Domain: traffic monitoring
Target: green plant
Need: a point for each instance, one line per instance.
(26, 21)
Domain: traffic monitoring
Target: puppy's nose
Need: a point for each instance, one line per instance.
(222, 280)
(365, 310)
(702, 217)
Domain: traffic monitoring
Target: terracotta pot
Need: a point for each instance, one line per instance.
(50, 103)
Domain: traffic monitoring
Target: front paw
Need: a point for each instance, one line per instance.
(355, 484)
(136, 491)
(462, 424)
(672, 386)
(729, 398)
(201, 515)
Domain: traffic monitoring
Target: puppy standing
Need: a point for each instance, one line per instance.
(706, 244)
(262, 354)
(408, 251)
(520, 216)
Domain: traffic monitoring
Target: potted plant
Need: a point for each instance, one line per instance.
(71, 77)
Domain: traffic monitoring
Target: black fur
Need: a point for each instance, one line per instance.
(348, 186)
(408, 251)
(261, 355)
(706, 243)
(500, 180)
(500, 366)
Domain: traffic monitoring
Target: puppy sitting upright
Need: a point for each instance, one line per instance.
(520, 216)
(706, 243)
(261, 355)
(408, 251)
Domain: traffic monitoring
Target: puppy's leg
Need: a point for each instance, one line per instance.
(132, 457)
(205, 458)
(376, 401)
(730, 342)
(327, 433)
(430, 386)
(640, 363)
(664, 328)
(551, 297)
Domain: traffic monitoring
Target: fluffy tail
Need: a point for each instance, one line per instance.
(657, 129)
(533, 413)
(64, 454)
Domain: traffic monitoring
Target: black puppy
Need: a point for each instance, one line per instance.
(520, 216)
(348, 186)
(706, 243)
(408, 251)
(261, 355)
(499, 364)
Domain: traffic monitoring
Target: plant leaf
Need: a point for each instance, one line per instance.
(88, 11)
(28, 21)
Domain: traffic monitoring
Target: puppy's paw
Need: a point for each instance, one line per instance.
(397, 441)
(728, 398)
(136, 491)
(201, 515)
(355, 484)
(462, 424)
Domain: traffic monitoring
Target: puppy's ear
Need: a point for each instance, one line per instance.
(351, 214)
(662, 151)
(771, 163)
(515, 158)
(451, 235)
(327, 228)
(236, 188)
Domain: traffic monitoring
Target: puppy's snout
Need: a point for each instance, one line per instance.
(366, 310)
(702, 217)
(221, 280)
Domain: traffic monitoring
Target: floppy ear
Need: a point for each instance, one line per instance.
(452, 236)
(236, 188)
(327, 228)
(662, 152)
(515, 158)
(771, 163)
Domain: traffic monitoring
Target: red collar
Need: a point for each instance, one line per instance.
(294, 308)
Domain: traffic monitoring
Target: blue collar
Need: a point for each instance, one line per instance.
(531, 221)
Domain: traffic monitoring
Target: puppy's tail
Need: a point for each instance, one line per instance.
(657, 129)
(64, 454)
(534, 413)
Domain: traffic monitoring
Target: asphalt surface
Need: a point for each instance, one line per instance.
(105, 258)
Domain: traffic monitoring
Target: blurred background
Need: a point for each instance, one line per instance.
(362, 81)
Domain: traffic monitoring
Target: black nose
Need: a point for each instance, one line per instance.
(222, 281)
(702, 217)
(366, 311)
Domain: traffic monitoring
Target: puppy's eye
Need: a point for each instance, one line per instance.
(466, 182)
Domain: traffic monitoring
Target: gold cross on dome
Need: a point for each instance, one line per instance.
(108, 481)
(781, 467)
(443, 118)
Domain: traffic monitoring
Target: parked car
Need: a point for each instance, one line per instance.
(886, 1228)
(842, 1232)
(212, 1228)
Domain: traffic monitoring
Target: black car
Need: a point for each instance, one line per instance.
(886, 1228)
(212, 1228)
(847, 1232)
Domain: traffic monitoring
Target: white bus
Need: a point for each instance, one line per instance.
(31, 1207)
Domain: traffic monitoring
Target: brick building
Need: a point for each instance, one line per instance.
● ● ●
(Exercise description):
Output all of the material, please, exactly as it stands.

(Output below):
Domain: traffic monitoring
Target: green plant
Need: a point for each instance, one line per instance.
(26, 21)
Domain: traffic monitoring
Target: puppy's nose
Need: a point for each instance, one line per instance.
(222, 280)
(365, 310)
(702, 217)
Domain: traffic monitoring
Target: terracotta pot
Need: a point for each instance, one line per instance.
(50, 103)
Domain: traffic monitoring
Target: front paw
Need: a point for each instance, one line per instance.
(355, 484)
(136, 491)
(462, 424)
(672, 386)
(729, 398)
(201, 515)
Domain: traffic monitoring
Target: puppy standing
Need: a point for each instance, one line per instance.
(706, 244)
(262, 354)
(408, 251)
(520, 216)
Domain: traffic monitoring
Target: potted plant
Need: a point for each instance, one line per instance.
(71, 77)
Domain: traffic monitoring
Target: black fur
Need: a point for each instance, one line per instance.
(348, 186)
(408, 251)
(261, 355)
(706, 243)
(500, 180)
(500, 366)
Domain: traffic monitoring
Target: puppy sitting upright
Need: a point for each instance, one line per instance.
(520, 216)
(706, 243)
(261, 355)
(408, 251)
Domain: traffic monitoring
Target: puppy's leg
Need: a point for each instance, one line per instance.
(132, 457)
(205, 458)
(376, 401)
(730, 342)
(327, 433)
(430, 386)
(640, 363)
(664, 328)
(551, 297)
Domain: traffic monitoring
Target: fluffy tail
Need: a point for each instance, one line per instance.
(657, 129)
(533, 413)
(64, 454)
Domain: traffic monitoring
Target: black puppy
Need: a point for each instance, one line per instance.
(520, 216)
(348, 186)
(706, 243)
(408, 251)
(261, 355)
(499, 364)
Domain: traffic monitoring
Target: plant leaf
Need: a point for each instance, one line per instance.
(88, 11)
(28, 21)
Domain: traffic monitoring
Target: puppy's paw
Need: a point for each instance, one line per instance.
(397, 441)
(728, 398)
(136, 491)
(201, 515)
(355, 484)
(462, 424)
Domain: traffic monitoring
Target: puppy's ear
Need: a point for each instance, one line per instance.
(351, 214)
(662, 151)
(771, 163)
(515, 158)
(451, 235)
(327, 228)
(236, 188)
Domain: traffic monitoring
Target: puppy's snout
Need: a point for each instance, one line per instance.
(366, 310)
(702, 217)
(221, 280)
Domain: traffic monitoring
Target: floppy ear
Need: a point for each instance, one line per instance.
(452, 236)
(236, 188)
(327, 228)
(662, 152)
(515, 158)
(771, 163)
Domain: traffic monitoring
Target: red collar
Need: a point for each instance, one line per instance.
(294, 308)
Domain: traffic monitoring
Target: blue collar
Need: a point for each instance, one line per instance.
(531, 221)
Domain: traffic monitoring
Target: puppy's tail
Need: a point for each instance, one line per instance.
(657, 129)
(64, 454)
(534, 413)
Domain: traffic monitoring
Target: asphalt surface
Need: a point for each instance, one line per instance.
(105, 258)
Domain: traffic monitoring
Target: blurred background
Need: a point for each instance, one line per instance.
(362, 81)
Domain: traffic monitoring
Target: black nose
Need: a point for each instance, one line per instance.
(222, 281)
(702, 217)
(366, 311)
Domain: traffic monitoring
Target: puppy's eye
Need: a point for each instance, one line per instance.
(466, 182)
Domain: traffic monitoring
Target: gold cross on dome
Need: a point for each instance, one line per instance.
(108, 481)
(781, 467)
(443, 118)
Domain: traffic monitoring
Target: parked car
Need: a point for each instance, one line per instance.
(886, 1228)
(842, 1232)
(212, 1228)
Domain: traffic monitoring
Target: black car
Need: a point for each instance, one line per instance.
(886, 1228)
(212, 1228)
(847, 1232)
Domain: traffic monitoring
Target: white bus
Need: a point for each instance, one line per instance.
(31, 1207)
Domain: traffic monitoring
Target: brick building
Need: a point for each instance, one line per instance.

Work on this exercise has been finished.